Oil and Gas Acquisition and Divestiture Market and Fulcrum Deal Pipeline Update

As mentioned in our Firm’s update memorandum circulated in Q1 2020, commodity prices have declined significantly along with the broader global market. Since Q1 2020, commodity prices have rebounded substantially with reduced supply and demand improving with the broader economy; however, oil and natural gas commodity pricing levels remain approximately 20% below pre-COVID-19 virus levels, and many oil and gas companies are experiencing significant financial distress largely as a result of overleveraged balance sheets. New oil and gas offerings have dropped since a peak in early-2018 due to commodity price volatility and market uncertainty, but Q1 2020 marked a distinct low in asset offerings as the market contended with commodity price shock and unprecedented investor pessimism towards the energy sector, even prior to global recession fears as a result of the COVID-19 virus. Announced transactions in Q1 2020 set a new benchmark for lack of A&D activity within the analyzed period. The current A&D environment is mostly concentrated on opportunistic acquisitions of distressed assets and corporate consolidations at bargain prices.

The divergence between the movements of spot prices and public equity performance demonstrates the weakened capital markets. Public companies have fundamentally ceased to participate in the A&D market except for select corporate consolidations. The unprecedented market sell-off in Q1 2020 demonstrated that public companies are challenged to protect their existing market capitalization, let alone issue additional stock for an acquisition. The sustained period of weakened capital markets indicates that the current market stance from public companies towards underdeveloped assets is likely a permanent shift. As public companies are not able to tap the capital markets to fund acquisitions, private equity sponsors have slowed investments in both backing new teams and in continued investment in existing teams via capital for drilling.

As a result of the significant consolidation in the oil and gas industry and financial distress present in the market, Fulcrum is seeing many attractive distressed investment opportunities and attractive corporate carve-out acquisitions. While A&D activity in the larger market has decreased, there is more liquidity in the <$50 million transaction space: Smaller transactions appear to be the first that are fire-sold by banks and larger companies, as the write downs are less substantial and such transactions provide an opportunity for larger companies to reduce corporate expenses as well as focus on assets where the majority of capital has been invested historically.The yields required by investors for High Yield Corporate Energy Bonds spiked in March due to the combined shock of OPEC/COVID, but have been compressed since due to the Fed lowering interest rates and purchasing non-investment grade bond ETFs (thereby pushing up prices for the underlying securities).

As such, Fulcrum focuses primarily on the lower middle market on opportunities where assets are being liquidated out-of-court by commercial banks or via a Chapter 11 bankruptcy process. Based on transaction data, the market rarely rewards forced sellers of assets in a liquidation scenario compared to those sold via an orderly or consensual process. Fulcrum estimates a weighted average discount of 26% paid on a $ per daily flowing barrel of oil equivalent (boe) and a 45% discount paid on a $ per proven boe (little value for upside) for transactions sold via bankruptcy and foreclosure processes versus voluntary sales processes. Currently, many banks are working through forbearance periods on distressed credits and considering foreclosure given the modest improvement in commodity prices. Such assets are either being sold in a distressed context or alternative capital is coming in as a replacement for traditional reserved based loans to acquire distressed debt at a similar discount to what commercial banks would garner via bankruptcy. This space is where Fulcrum is focusing given the deep valuation discount and forced seller dynamic.

Fulcrum believes that we are currently in a very attractive asset acquisition market in the oil and gas sector, and the Firm believes the next twelve to eighteen months will be one of the best times in history to acquire quality oil and gas assets at historically low valuations from forced sellers with overleveraged balance sheets. New acquisitions and accretive add-on acquisitions will be a large focus for the Firm in the near to medium term as our current deal pipeline (over 10 potential transactions with an average deal size of approximately $10 – $25 million) over continues to grow and we convert more of the pipeline to closed investments.

Your task>
According to the oil and gas market update, why are smaller transactions the first to be fire-sold by banks and larger companies? Answer in one to three sentences. The lines here were taken from a different source than the text above.

(Stored data entries)
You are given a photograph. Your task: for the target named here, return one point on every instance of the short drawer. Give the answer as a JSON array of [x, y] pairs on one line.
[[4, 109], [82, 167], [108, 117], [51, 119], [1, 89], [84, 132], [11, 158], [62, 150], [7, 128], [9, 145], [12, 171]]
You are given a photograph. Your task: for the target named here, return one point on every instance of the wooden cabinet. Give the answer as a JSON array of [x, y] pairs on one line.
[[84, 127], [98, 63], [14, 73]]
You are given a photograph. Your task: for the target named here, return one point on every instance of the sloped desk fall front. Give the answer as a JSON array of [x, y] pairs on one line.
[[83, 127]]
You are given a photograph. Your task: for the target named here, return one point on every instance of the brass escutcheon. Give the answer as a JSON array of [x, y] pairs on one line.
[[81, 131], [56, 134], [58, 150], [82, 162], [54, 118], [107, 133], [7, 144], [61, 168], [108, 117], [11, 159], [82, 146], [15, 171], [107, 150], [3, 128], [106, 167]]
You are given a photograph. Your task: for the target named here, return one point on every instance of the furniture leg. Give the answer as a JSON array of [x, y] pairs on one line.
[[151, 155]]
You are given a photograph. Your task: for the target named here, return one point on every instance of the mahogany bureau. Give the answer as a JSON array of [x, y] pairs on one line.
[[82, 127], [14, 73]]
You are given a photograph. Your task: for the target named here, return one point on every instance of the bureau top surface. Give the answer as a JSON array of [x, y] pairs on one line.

Reply to the task>
The write-downs on smaller transactions are less substantial. Selling them also lets larger companies reduce corporate expenses and focus on the assets where most of their capital has historically been invested.